* _DOCUMENT SEGMENT_
____
Vacancy expired!
Sr. Data Engineer
- Viewed as a data expert; drives innovation and plays a key role in the department. Participates in highly visible initiatives that have broad impact.
- Identify, design, and implement internal process improvements: automate manual processes, optimize data delivery, re-design infrastructure for greater scalability.
- Design, develop, code, test, and document architectures and applications.
- Work closely with team members and cross-functional teams to ensure design/architecture/deliverables support business requirements and align with best-practices.
- Troubleshoot and resolve a wide range of data issues.
- Makes innovative recommendations to improve data reliability, efficiency and quality.
- Required to perform duties outside of normal work hours based on business needs.
Role
Senior data engineer, develop ETL pipelines involving transformation of nested data stored in JSON and Parquet files, using GLUE + Pyspark
Develops and maintains scalable data pipelines and builds out new API integrations for data transfer.
____
* _STATED EXERCISE 1_
In the job posting, why does the engineer work closely with team members and cross-functional teams? Answer in one to three sentences.

* _SUPPLIED MATERIAL_
____
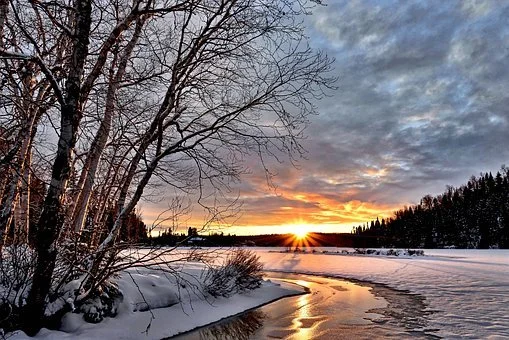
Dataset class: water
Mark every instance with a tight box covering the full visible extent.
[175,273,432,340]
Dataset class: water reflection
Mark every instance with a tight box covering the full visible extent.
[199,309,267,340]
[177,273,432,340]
____
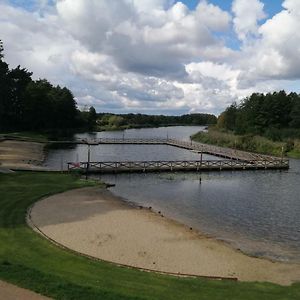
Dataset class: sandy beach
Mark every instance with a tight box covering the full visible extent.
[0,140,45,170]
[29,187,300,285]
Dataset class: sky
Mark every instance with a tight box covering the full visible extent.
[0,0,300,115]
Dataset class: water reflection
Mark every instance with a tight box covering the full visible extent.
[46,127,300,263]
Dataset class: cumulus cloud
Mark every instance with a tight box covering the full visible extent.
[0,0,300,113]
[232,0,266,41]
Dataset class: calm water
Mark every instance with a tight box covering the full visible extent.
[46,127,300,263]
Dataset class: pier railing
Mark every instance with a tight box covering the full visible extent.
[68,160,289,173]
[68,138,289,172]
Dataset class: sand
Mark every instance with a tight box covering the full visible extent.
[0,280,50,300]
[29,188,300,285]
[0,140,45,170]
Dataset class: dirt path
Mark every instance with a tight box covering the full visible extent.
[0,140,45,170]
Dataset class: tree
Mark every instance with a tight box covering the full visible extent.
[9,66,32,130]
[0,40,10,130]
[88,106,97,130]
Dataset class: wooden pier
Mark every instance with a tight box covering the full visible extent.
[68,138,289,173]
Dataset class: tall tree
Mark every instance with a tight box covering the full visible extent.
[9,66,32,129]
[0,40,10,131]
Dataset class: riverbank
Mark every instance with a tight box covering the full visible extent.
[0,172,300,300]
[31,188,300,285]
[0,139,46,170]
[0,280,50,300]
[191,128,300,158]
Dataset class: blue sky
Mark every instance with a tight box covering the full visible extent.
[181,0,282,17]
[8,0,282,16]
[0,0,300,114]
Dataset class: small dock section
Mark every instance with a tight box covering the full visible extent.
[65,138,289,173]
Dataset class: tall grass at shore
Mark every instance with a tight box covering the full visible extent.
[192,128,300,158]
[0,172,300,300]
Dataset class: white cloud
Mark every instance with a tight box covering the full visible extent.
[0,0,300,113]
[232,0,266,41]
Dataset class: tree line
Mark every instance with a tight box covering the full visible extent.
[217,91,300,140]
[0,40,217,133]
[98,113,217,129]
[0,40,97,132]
____
* _STATED EXERCISE 2_
From the entries, repeat the part that opens with the line containing "Dataset class: white cloud" and closes with the line containing "[0,40,97,132]", including both of those lines.

* _EXERCISE ANSWER 1_
The engineer works with them to make sure the design, architecture, and deliverables support business requirements. This collaboration also keeps the work aligned with best practices.

* _EXERCISE ANSWER 2_
Dataset class: white cloud
Mark every instance with a tight box covering the full visible extent.
[0,0,300,113]
[232,0,266,41]
Dataset class: tree line
Mark every instance with a tight box covering the full visible extent.
[217,91,300,140]
[0,40,217,133]
[98,113,217,129]
[0,40,97,132]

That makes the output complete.